**Source text:**
Fad diets limit certain foods or food groups in an effort to provide rapid weight loss that is regained once you stop following the diet program. Nutrition is based on sound scientific principles that look at the overall intake of calories from carbohydrates, proteins and fats rather than excluding certain foods to promote a healthy weight or lifestyle. Fad diets usually offer an incredible amount of weight loss in a relatively short period that defies healthy weight loss. Any weight loss experienced is regained when the fad diet is stopped.
Starving to Loss Weight
Fad diets promote unrealistic food and calorie restriction to promote weight loss in a short time. According to Ask the Dietitian, realistic weight loss of actual fat can't be done more than one half pound per week. Current recommendations limit weight loss to 1 to 2 pounds per week, but this is an average of weight loss experienced versus a steady state of weight loss. Weight loss doesn't occur steadily, but rather you can have bouts of weight loss and no weight loss followed by another period weight loss. Fad diets promote continuous weight loss and reaching your overall weight goal in an unrealistic amount of time.
Long-Term Behaviors
Healthy long-term eating behaviors aren't taught with fad diets. The food guide pyramid developed by the United States Department of Agriculture shows recommended food intakes based upon providing essential nutrients while limiting unhealthy foods that increase the risk of developing chronic disease. Losing weight and maintaining your loss requires long-term behaviors that you can live with day in and day out. Fad diets recommend taking nutritional supplements to make up for lost nutrients and don't teach new behaviors to prevent yo-yo dieting syndrome, according to Eastern Illinois University.

**Dataset content:**
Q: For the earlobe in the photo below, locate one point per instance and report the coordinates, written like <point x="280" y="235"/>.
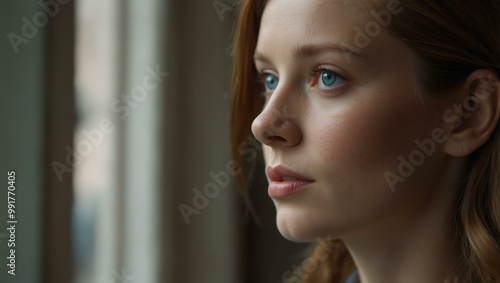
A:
<point x="476" y="116"/>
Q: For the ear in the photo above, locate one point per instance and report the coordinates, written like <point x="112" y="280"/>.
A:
<point x="476" y="116"/>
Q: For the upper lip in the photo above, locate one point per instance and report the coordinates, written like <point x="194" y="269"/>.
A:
<point x="278" y="173"/>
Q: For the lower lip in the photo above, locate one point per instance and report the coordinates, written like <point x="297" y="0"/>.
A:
<point x="287" y="188"/>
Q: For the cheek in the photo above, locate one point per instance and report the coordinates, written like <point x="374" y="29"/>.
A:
<point x="366" y="139"/>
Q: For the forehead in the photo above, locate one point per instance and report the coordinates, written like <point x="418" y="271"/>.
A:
<point x="310" y="21"/>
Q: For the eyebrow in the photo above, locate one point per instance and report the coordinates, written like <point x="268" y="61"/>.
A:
<point x="310" y="50"/>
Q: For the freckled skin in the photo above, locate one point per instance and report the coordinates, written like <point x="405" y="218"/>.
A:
<point x="350" y="139"/>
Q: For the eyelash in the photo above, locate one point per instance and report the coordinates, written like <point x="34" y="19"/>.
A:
<point x="313" y="74"/>
<point x="318" y="70"/>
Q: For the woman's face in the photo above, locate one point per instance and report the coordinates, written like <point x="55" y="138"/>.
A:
<point x="341" y="113"/>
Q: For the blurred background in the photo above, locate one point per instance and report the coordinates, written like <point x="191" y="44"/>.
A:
<point x="114" y="116"/>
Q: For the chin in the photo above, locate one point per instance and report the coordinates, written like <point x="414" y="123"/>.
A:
<point x="295" y="228"/>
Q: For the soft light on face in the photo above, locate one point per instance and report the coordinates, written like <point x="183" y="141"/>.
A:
<point x="340" y="114"/>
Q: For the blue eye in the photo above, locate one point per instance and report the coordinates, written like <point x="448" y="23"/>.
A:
<point x="271" y="82"/>
<point x="329" y="80"/>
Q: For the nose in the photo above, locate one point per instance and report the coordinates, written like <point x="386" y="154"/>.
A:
<point x="277" y="126"/>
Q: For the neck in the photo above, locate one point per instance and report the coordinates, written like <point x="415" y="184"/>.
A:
<point x="411" y="247"/>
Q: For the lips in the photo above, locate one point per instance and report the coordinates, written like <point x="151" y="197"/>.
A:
<point x="284" y="182"/>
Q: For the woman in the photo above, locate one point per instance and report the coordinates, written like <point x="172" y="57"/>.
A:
<point x="379" y="122"/>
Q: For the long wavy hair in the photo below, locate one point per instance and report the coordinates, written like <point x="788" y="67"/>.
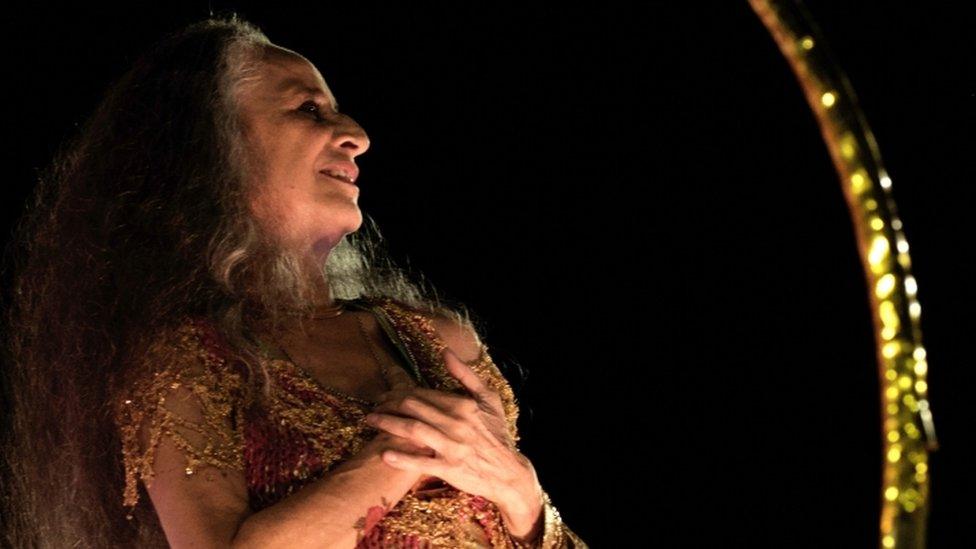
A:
<point x="141" y="219"/>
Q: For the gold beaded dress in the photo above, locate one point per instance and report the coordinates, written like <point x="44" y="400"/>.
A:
<point x="308" y="429"/>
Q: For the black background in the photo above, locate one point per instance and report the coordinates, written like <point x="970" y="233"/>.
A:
<point x="638" y="204"/>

**What the task requires:** List every organization or publication named in the fad diet text.

**Output:**
Ask the Dietitian
United States Department of Agriculture
Eastern Illinois University